■ CONSIGNAS
a - ¿Concuerdan con el texto sobre Todos los Santos estas afirmaciones? (i) La celebración se fijó el 1 de noviembre en tiempos del papa Gregorio IV. (ii) La liturgia de este día forma un ciclo independiente. (iii) Según san Bernardo, el recuerdo de los santos aumenta su gloria. Responde sí o no a cada una y cita textualmente las palabras decisivas.
b - ¿Por qué tiene la fiesta un sentido de esperanza y llamada, según el texto sobre Todos los Santos? Respóndelo en una a tres oraciones.
c - Imprime sin cambios todo lo que va en el texto sobre Todos los Santos desde «La liturgia de» hasta «misma de Dios.».

Con el paso del tiempo, la fiesta se amplió para honrar no solo a los mártires, sino a todos los santos: a esa «muchedumbre inmensa, que nadie puede contar, de toda nación, razas, pueblos y lenguas» (Ap 7,9). En tiempos del papa Gregorio IV (siglo IX), la celebración se fijó el 1 de noviembre, extendiéndose por todo Occidente. Desde entonces, la Iglesia recuerda en una sola solemnidad a todos los que alcanzaron la plenitud de la vida en Dios, tanto a los canonizados como a los innumerables santos anónimos que, cada uno en su estado de vida y circunstancias concretas, vivieron el evangelio con fidelidad y amor.
La liturgia de este día no forma un ciclo independiente, sino que prolonga la celebración del misterio pascual. En los santos resplandece la victoria de Cristo sobre el pecado y la muerte. Cada uno de ellos, con su vida, demuestra que el evangelio tiene fuerza para transformar al ser humano en cualquier tiempo y cultura.
La fiesta de Todos los Santos tiene, por tanto, un triple sentido:
- En primer lugar, de gratitud y alabanza, porque en los santos se manifiesta la santidad misma de Dios. 
- En segundo lugar, de comunión e intercesión, pues ellos, unidos ya a Cristo, interceden por nosotros y nos acompañan en el camino. 
- En tercer lugar, de esperanza y llamada, porque todos los creyentes estamos llamados a participar de esa misma gloria, viviendo las bienaventuranzas en la vida cotidiana.
El día siguiente, 2 de noviembre, la Iglesia celebra la conmemoración de los fieles difuntos. Ambas fiestas, colocadas una junto a otra, expresan el misterio de la comunión de los santos: los que peregrinamos en la tierra, los que se purifican en el amor de Dios y los que ya gozan de su presencia formamos un único cuerpo en Cristo.
Como decía san Bernardo, el recuerdo de los santos no añade nada a su gloria, pero enciende en nosotros el deseo de seguir sus huellas. Su ejemplo y su intercesión nos invitan a levantar la mirada hacia el cielo, a buscar las cosas de arriba y a vivir con la esperanza de compartir un día su dicha eterna, cuando Dios «enjugará las lágrimas de nuestros ojos y ya no habrá muerte, ni llanto, ni dolor» (Ap 21,4).

■ MATERIAL MOSTRADO

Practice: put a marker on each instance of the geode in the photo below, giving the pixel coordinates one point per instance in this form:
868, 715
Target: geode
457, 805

==

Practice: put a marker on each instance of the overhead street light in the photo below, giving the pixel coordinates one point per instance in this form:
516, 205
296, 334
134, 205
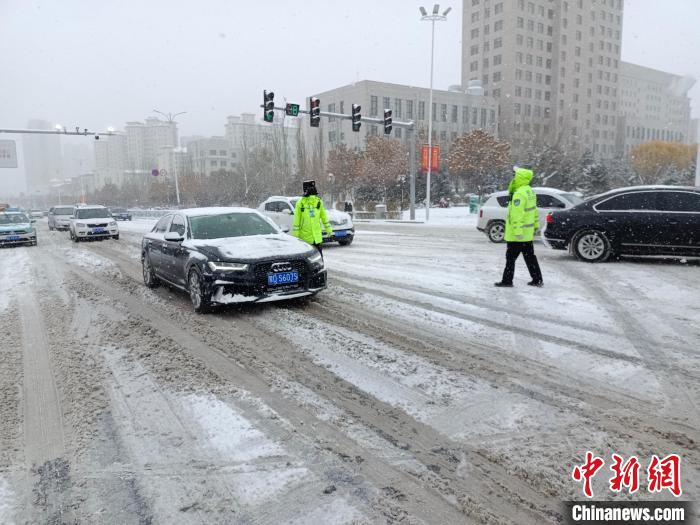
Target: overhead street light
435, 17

■ RESPUESTAS
a -
(i) Sí: «En tiempos del papa Gregorio IV (siglo IX), la celebración se fijó el 1 de noviembre».
(ii) No: «La liturgia de este día no forma un ciclo independiente, sino que prolonga la celebración del misterio pascual».
(iii) No: «el recuerdo de los santos no añade nada a su gloria».

b - Porque todos los creyentes están llamados a participar de la misma gloria de los santos. Esa participación se da viviendo las bienaventuranzas en la vida cotidiana.

c -
La liturgia de este día no forma un ciclo independiente, sino que prolonga la celebración del misterio pascual. En los santos resplandece la victoria de Cristo sobre el pecado y la muerte. Cada uno de ellos, con su vida, demuestra que el evangelio tiene fuerza para transformar al ser humano en cualquier tiempo y cultura.
La fiesta de Todos los Santos tiene, por tanto, un triple sentido:
- En primer lugar, de gratitud y alabanza, porque en los santos se manifiesta la santidad misma de Dios.